TASK MATERIAL:
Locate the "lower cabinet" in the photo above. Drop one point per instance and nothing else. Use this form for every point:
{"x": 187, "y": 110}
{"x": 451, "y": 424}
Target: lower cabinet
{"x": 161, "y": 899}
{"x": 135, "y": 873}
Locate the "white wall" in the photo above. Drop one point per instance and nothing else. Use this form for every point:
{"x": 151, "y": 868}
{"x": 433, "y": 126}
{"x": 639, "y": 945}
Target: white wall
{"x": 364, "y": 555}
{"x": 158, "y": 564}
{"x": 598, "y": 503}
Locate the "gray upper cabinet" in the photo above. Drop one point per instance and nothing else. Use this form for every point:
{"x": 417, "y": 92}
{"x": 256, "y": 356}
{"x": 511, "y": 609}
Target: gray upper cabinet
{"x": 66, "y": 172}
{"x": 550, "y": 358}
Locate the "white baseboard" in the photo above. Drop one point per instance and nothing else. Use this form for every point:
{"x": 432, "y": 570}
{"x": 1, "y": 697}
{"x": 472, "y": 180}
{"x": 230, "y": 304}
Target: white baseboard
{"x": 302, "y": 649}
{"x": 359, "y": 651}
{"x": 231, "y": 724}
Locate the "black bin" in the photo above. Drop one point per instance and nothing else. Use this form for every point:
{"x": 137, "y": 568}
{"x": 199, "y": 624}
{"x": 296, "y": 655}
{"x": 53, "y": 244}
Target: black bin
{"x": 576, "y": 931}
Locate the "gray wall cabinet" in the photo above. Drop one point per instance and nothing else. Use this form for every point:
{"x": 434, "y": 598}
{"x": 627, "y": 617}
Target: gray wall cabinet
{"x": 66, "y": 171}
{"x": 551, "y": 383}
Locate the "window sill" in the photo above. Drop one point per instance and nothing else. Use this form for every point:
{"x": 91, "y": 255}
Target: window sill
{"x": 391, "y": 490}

WHAT TO PRODUCE:
Find every row above that contains the word "black", and copy each of those rows in full.

SOLUTION FOR THIS PROBLEM:
Locate the "black bin" in the photo above. Drop one point per instance and nothing else. Use this form for every point:
Target: black bin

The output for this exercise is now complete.